══ AVAILABLE DATA

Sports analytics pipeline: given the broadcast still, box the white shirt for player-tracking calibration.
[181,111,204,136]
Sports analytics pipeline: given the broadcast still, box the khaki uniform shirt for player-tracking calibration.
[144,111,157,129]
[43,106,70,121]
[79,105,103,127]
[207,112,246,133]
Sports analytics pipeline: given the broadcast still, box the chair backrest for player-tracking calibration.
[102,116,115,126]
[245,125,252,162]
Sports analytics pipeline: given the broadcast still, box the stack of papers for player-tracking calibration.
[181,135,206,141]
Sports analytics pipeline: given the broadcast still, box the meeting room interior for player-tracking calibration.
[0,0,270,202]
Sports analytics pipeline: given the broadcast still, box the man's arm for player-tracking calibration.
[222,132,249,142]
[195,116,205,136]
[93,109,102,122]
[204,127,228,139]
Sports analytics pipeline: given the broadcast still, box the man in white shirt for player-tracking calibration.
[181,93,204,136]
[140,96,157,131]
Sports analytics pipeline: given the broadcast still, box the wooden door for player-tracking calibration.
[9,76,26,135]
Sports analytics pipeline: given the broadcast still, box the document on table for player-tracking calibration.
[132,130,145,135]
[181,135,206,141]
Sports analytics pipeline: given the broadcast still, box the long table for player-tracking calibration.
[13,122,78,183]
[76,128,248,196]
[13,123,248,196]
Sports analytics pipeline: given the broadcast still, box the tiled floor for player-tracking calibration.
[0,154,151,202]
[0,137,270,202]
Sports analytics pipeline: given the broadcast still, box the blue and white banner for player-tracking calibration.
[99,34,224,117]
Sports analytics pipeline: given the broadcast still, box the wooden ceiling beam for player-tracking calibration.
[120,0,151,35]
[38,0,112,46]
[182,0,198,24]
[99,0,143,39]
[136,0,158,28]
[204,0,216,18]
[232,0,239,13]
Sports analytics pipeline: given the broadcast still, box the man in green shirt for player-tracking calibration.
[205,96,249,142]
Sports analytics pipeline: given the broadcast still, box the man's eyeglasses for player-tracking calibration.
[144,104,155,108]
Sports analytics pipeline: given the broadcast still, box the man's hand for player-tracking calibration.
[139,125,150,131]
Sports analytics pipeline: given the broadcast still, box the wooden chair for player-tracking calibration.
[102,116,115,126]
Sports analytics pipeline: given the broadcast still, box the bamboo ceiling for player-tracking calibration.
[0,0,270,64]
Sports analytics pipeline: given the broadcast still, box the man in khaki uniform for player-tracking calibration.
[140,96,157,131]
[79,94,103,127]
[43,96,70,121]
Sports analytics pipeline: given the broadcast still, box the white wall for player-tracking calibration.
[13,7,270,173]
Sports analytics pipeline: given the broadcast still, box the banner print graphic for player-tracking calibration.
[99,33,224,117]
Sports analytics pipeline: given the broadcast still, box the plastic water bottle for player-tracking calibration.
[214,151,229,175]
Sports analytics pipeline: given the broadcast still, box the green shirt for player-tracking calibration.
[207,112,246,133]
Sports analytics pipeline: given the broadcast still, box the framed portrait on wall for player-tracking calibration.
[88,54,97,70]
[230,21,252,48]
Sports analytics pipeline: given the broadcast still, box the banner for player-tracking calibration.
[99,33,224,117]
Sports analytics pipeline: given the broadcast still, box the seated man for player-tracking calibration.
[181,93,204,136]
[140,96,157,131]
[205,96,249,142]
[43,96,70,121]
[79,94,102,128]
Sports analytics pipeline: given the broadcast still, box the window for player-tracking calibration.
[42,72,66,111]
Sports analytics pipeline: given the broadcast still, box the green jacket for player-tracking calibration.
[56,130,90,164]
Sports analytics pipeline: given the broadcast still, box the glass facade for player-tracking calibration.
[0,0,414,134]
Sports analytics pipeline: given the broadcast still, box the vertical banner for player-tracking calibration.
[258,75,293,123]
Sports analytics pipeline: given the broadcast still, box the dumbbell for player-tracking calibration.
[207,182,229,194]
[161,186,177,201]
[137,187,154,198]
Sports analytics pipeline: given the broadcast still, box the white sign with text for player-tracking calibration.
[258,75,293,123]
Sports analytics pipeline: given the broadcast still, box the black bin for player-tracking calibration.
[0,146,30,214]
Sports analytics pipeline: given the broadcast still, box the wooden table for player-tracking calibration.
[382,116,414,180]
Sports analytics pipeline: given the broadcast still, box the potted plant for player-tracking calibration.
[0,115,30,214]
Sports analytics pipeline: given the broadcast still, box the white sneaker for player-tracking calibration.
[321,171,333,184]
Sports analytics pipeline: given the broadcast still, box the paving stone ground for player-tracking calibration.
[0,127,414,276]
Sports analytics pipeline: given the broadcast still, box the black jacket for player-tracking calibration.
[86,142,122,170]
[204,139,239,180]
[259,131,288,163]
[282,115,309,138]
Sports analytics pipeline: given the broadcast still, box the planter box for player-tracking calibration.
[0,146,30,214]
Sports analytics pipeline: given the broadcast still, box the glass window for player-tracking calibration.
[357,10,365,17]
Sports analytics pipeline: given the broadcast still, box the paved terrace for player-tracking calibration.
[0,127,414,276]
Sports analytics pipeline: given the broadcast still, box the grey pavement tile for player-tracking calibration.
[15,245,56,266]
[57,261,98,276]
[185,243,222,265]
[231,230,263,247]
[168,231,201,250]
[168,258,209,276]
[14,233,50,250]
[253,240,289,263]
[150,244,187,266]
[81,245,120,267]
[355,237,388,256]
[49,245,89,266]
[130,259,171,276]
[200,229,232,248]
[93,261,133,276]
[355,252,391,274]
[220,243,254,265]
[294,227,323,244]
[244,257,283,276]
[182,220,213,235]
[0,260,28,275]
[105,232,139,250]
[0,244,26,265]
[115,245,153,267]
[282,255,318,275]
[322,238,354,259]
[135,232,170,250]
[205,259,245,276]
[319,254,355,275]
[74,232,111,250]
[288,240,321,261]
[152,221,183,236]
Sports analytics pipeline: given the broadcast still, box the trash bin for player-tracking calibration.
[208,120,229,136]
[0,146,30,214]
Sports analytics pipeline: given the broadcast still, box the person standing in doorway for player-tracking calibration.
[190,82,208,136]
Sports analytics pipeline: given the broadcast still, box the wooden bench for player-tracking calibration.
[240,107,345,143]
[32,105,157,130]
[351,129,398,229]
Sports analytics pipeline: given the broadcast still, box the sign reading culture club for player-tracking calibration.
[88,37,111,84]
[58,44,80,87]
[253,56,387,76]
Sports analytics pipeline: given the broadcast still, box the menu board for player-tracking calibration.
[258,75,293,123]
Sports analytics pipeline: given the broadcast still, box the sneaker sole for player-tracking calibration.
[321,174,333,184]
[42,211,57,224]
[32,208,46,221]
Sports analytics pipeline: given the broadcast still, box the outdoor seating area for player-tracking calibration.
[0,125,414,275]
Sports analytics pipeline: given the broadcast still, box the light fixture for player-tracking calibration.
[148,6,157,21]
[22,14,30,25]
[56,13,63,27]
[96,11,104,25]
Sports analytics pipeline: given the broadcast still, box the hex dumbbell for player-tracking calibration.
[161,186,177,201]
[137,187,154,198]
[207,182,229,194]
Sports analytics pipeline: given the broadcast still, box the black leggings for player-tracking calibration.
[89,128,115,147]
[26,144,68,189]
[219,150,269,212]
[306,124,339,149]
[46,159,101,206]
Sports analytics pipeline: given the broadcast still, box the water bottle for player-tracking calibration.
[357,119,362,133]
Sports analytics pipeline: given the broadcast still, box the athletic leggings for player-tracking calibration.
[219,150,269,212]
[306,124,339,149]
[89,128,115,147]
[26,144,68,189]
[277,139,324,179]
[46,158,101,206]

════

WORK INSTRUCTIONS – Output every one of the items above as a numbered list, leaving out any blank lines.

RESPONSE TO THE EXERCISE –
1. Sports analytics pipeline: given the broadcast still, box the white shirt for player-tracking calibration.
2. [181,111,204,136]
3. Sports analytics pipeline: given the broadcast still, box the khaki uniform shirt for player-tracking calibration.
4. [144,111,157,129]
5. [43,106,70,121]
6. [79,105,103,127]
7. [207,112,246,133]
8. Sports analytics pipeline: given the broadcast still, box the chair backrest for player-tracking calibration.
9. [102,116,115,126]
10. [245,125,252,162]
11. Sports analytics pipeline: given the broadcast still, box the stack of papers for player-tracking calibration.
12. [181,135,206,141]
13. Sports analytics pipeline: given the broadcast still, box the meeting room interior for player-tracking calibration.
14. [0,0,270,202]
15. Sports analytics pipeline: given the broadcast still, box the man's arm for player-tracking calibration.
16. [222,132,249,142]
17. [195,116,205,136]
18. [93,109,102,122]
19. [204,127,228,139]
20. Sports analytics pipeline: given the broadcast still, box the man in white shirt for player-tracking calibration.
21. [181,93,204,136]
22. [140,96,157,131]
23. Sports analytics pipeline: given the broadcast still, box the wooden door for player-tracking calibration.
24. [9,76,26,135]
25. Sports analytics pipeline: given the broadcast still, box the document on table for player-tracking calibration.
26. [132,130,145,135]
27. [181,135,206,141]
28. Sports analytics pipeline: given the broadcast still, box the long table for player-tracking calibration.
29. [13,122,78,183]
30. [76,128,248,196]
31. [13,123,248,196]
32. Sports analytics pipeline: given the broadcast still, box the tiled floor for player-tracking calibration.
33. [0,154,151,202]
34. [0,137,270,202]
35. Sports analytics pipeline: given the broadcast still, box the blue and white banner for player-tracking calibration.
36. [99,34,224,117]
37. Sports analytics pipeline: given the broadcast still, box the wooden ceiling beam for player-tracking calibration.
38. [120,0,151,35]
39. [38,0,112,46]
40. [182,0,198,24]
41. [99,0,143,39]
42. [136,0,158,28]
43. [204,0,216,18]
44. [232,0,239,13]
45. Sports analytics pipeline: given the broadcast still, box the man in green shirt for player-tracking calibration.
46. [205,96,249,142]
47. Sports analytics pipeline: given the broadcast still, box the man's eyeglasses for player-tracking calibration.
48. [144,104,155,108]
49. Sports analytics pipeline: given the broadcast still, box the man's hand for player-tracking calibration.
50. [139,125,150,131]
51. Sports analytics pipeline: given the broadcast still, box the wooden chair for player-tracking calibration.
52. [102,116,115,126]
53. Sports analytics pipeline: given the broadcast still, box the bamboo ceiling for player-tracking calibration.
54. [0,0,270,64]
55. Sports analytics pipeline: given the broadcast still, box the man in khaki uniform for player-tracking calibration.
56. [140,96,157,131]
57. [79,94,103,127]
58. [43,96,70,121]
59. Sports analytics pipeline: given the broadcast still, box the white wall for player-tracking calibration.
60. [13,7,270,173]
61. Sports analytics pipeline: given the broadcast still, box the banner print graphic for player-tracking calibration.
62. [99,33,224,117]
63. Sports analytics pipeline: given the broadcast still, box the plastic water bottle for player-tracking calibration.
64. [214,151,229,175]
65. Sports analytics pipeline: given the broadcast still, box the green shirt for player-tracking calibration.
66. [207,112,246,133]
67. Sports analytics pipeline: given the broadcast still, box the framed portrait on wall for player-tracking calibration.
68. [88,54,97,70]
69. [230,21,252,48]
70. Sports analytics pipeline: given the broadcast still, box the banner for player-tracking calibration.
71. [99,33,224,117]
72. Sports analytics pipeline: given the broadcast still, box the seated man for player-tracking calibration.
73. [181,93,204,136]
74. [140,96,157,131]
75. [205,96,249,142]
76. [43,96,70,121]
77. [79,94,102,128]
78. Sports analytics pipeline: given the broadcast still, box the window for player-tracking calibration.
79. [42,72,66,111]
80. Sports analytics pipeline: given the broadcast still, box the green jacket for player-tracking calibration.
81. [56,130,90,164]
82. Sports analytics pipeline: given the broadcast still, box the glass facade for player-tracking calibration.
83. [0,0,414,134]
84. Sports analytics pipeline: given the broadcast still, box the vertical banner for player-tracking calibration.
85. [258,75,293,123]
86. Sports analytics pipeline: given the broadcast still, box the dumbbell for player-tracking calibration.
87. [207,182,229,194]
88. [161,186,177,201]
89. [137,187,154,198]
90. Sports analytics pipeline: given the broadcast still, box the white sign with text for player-tracking calibration.
91. [258,75,293,123]
92. Sports analytics pipeline: given the broadcast still, box the black bin for player-tracking calibration.
93. [0,146,30,214]
94. Sports analytics pipeline: given the broadcast still, box the wooden table for player-tracking calibration.
95. [382,116,414,180]
96. Sports analytics pipeline: given the broadcast still, box the potted plant for player-tracking calibration.
97. [0,115,30,214]
98. Sports analytics pipeline: given the broadcast still, box the white sneaker for player-tracking calibration.
99. [321,171,333,184]
100. Sports analytics pipeline: given the broadcast still, box the paving stone ground for player-tracking calibration.
101. [0,127,414,276]
102. Sports analytics pipeline: given the broadcast still, box the black jacket for player-tracking calibration.
103. [86,142,122,170]
104. [204,139,239,180]
105. [259,131,288,163]
106. [282,115,309,138]
107. Sports analytics pipeline: given the broadcast still, box the planter box for player-tracking calibration.
108. [0,146,30,214]
109. Sports analytics pipeline: given the broadcast still, box the glass window for player-tracking calibration.
110. [357,10,365,17]
111. Sports analytics pipeline: given the broadcast still, box the paved terrace for player-tracking calibration.
112. [0,127,414,276]
113. Sports analytics pipeline: given the broadcast still, box the grey pavement tile for player-tracking calibration.
114. [15,245,56,266]
115. [57,261,98,276]
116. [185,243,222,265]
117. [231,230,263,247]
118. [168,231,201,250]
119. [168,258,209,276]
120. [14,233,50,250]
121. [253,240,289,263]
122. [150,244,187,266]
123. [81,245,120,267]
124. [355,237,388,256]
125. [49,245,89,266]
126. [130,259,171,276]
127. [200,229,232,248]
128. [93,261,133,276]
129. [355,252,391,274]
130. [220,243,254,265]
131. [294,227,323,244]
132. [244,257,283,276]
133. [182,220,213,235]
134. [0,260,28,275]
135. [105,232,139,250]
136. [0,244,26,265]
137. [115,245,153,267]
138. [282,255,318,275]
139. [322,238,354,259]
140. [135,232,170,250]
141. [205,259,245,276]
142. [319,254,355,275]
143. [74,232,111,250]
144. [288,240,321,261]
145. [152,221,183,236]
146. Sports analytics pipeline: given the broadcast still, box the trash bin for player-tracking calibration.
147. [208,120,229,136]
148. [0,146,30,214]
149. Sports analytics pipeline: given the broadcast still, box the person standing in doorway for player-tracking calibration.
150. [190,82,208,136]
151. Sports analytics pipeline: given the broadcast still, box the wooden bench for player-tracking calibration.
152. [240,107,345,143]
153. [32,105,157,130]
154. [351,129,398,229]
155. Sports analytics pipeline: given the broadcast still, box the sign reading culture club for player-tracking calibration.
156. [88,37,111,84]
157. [58,44,80,87]
158. [253,56,387,76]
159. Sports analytics pipeline: given the broadcast still, box the menu board for player-tracking calibration.
160. [258,75,293,123]
161. Sports analytics pipeline: given the broadcast still, box the sneaker sole for player-tracking calibration.
162. [321,174,333,184]
163. [42,211,57,224]
164. [32,208,46,221]
165. Sports analytics pipeline: given the broadcast still, box the outdoor seating area for player-tracking calibration.
166. [0,125,414,275]
167. Sports analytics pipeline: given the broadcast still, box the light fixture for player-tracking calibration.
168. [148,6,157,21]
169. [22,14,30,25]
170. [56,13,63,27]
171. [96,11,104,25]
172. Sports analytics pipeline: given the broadcast still, box the hex dumbbell for player-tracking calibration.
173. [161,186,177,201]
174. [137,187,154,198]
175. [207,182,229,194]
176. Sports analytics pipeline: given the broadcast still, box the black leggings for player-tracking calibration.
177. [89,128,115,147]
178. [26,144,68,189]
179. [219,150,269,212]
180. [306,124,339,149]
181. [46,159,101,206]
182. Sports analytics pipeline: given the broadcast still, box the water bottle for player-tracking calibration.
183. [357,119,362,133]
184. Sports analytics pipeline: given the broadcast still, box the athletic leggings for player-tracking calibration.
185. [219,150,269,212]
186. [306,124,339,149]
187. [89,128,115,147]
188. [26,144,68,189]
189. [277,139,324,179]
190. [46,158,101,206]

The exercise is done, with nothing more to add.